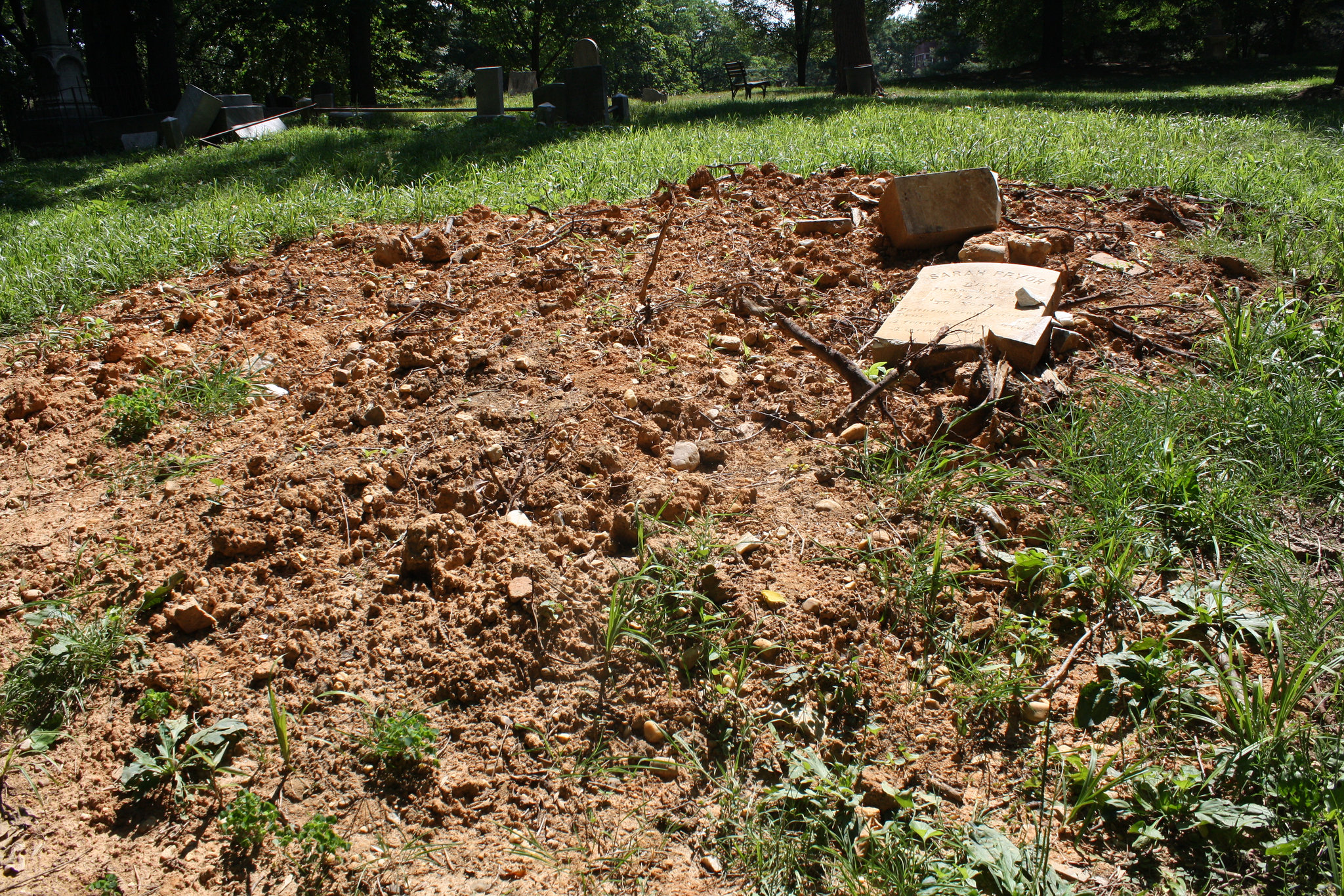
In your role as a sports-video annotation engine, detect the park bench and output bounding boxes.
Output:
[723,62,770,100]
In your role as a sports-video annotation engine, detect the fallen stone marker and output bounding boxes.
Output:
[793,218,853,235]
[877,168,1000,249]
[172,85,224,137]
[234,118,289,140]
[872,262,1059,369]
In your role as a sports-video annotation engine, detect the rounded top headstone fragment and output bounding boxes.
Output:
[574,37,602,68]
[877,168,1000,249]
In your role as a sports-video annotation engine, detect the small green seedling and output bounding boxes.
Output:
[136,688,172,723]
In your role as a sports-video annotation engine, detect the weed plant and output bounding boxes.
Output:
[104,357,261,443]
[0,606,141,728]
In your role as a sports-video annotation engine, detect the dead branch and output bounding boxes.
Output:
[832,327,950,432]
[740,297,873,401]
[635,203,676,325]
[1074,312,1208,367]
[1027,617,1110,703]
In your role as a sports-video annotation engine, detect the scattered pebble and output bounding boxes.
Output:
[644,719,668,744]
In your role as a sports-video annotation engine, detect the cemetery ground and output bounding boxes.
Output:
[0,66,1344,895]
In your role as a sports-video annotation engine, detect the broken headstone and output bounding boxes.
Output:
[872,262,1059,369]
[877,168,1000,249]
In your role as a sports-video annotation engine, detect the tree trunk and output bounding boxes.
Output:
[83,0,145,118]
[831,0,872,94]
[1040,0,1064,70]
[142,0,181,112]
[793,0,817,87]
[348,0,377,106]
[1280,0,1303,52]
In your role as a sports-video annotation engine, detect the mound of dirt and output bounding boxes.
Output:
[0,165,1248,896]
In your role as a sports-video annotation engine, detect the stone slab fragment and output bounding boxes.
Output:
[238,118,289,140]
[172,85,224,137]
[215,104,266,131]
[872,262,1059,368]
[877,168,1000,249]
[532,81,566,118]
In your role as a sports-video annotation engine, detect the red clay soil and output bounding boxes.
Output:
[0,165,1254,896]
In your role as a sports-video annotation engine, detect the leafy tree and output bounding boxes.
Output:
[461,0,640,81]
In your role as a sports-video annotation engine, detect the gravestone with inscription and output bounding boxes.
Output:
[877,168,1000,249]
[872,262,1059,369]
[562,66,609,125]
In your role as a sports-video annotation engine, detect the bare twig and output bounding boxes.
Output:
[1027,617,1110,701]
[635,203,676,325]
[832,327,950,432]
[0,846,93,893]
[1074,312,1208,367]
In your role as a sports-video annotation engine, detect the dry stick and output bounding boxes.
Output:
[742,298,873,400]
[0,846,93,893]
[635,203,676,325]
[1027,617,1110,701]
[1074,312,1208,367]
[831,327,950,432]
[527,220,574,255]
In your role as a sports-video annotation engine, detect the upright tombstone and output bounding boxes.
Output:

---

What is asked =>
Starting with the line that contains "inscription and output bounding boxes." and going on through the end of the data, write out those lines again, including the requests, and shift every bounding box coordinate up by 110.

In response =>
In your role as a sports-video annotation engine, detect the gravestone with inscription and output bounding boxes.
Output:
[987,278,1110,359]
[982,372,1169,479]
[672,176,719,235]
In your role as a sports-video annotation engine, detect the bare twig and output bounding boxes.
Output:
[1137,727,1220,811]
[745,313,786,435]
[942,437,1060,542]
[110,956,203,1003]
[1184,422,1318,477]
In your role as a sports-video annotation engine, detect the dry stick and output bounding boxes.
Output:
[852,408,983,510]
[110,956,203,1003]
[745,313,786,435]
[1137,727,1220,811]
[1184,422,1318,477]
[941,437,1060,542]
[637,330,684,365]
In your role as a sports-video annotation engine, detect the upright tombstone and output bounding boxes.
Output:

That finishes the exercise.